### SHORT EXERCISE 1
Repeat every line of the records that come after the text, character for character.

### PAGE TEXT
## BEGIN

The holidays can be particularly stressful for couples who don’t share the same spiritual or religious views. Should an atheist attend midnight mass with the in-laws? Are Christmas trees or menorahs OK? Without clear expectations, getting through December with your nerves intact can be challenging. “Everybody has to negotiate — neither partner can declare everything non-negotiable. That’s not OK,” says Dale McGowan, a longtime atheist and the author of the book “In Faith and in Doubt.” “What they have to do is pick and choose. Asking their partner to give up everything is not fair.”
McGowan shares his thoughts on how couples can respect both of their belief systems and strengthen their relationship in the process.
Should everyone attend services? That depends. McGowan says every couple should talk about their negotiables and non-negotiables. “My wife’s extended family is quite religious and I go to church every year with my mother-in-law,” explains McGowan, who says his wife was a Southern Baptist when they married 23 years ago. “For me, going to church with her was a perfectly fine compromise and a way to honor a part of our family. That meant a lot to her.”

## END

### SHORT EXERCISE 2
From the article above on interfaith couples at the holidays, copy the passage between "The holidays can" and "in the process.", inclusive, without any changes.

### GIVEN INFORMATION

## BEGIN

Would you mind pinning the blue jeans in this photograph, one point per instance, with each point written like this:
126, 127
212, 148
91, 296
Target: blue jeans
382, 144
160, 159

## END

### FULL ANSWER 1
Would you mind pinning the blue jeans in this photograph, one point per instance, with each point written like this:
126, 127
212, 148
91, 296
Target: blue jeans
382, 144
160, 159

### FULL ANSWER 2
The holidays can be particularly stressful for couples who don’t share the same spiritual or religious views. Should an atheist attend midnight mass with the in-laws? Are Christmas trees or menorahs OK? Without clear expectations, getting through December with your nerves intact can be challenging. “Everybody has to negotiate — neither partner can declare everything non-negotiable. That’s not OK,” says Dale McGowan, a longtime atheist and the author of the book “In Faith and in Doubt.” “What they have to do is pick and choose. Asking their partner to give up everything is not fair.”
McGowan shares his thoughts on how couples can respect both of their belief systems and strengthen their relationship in the process.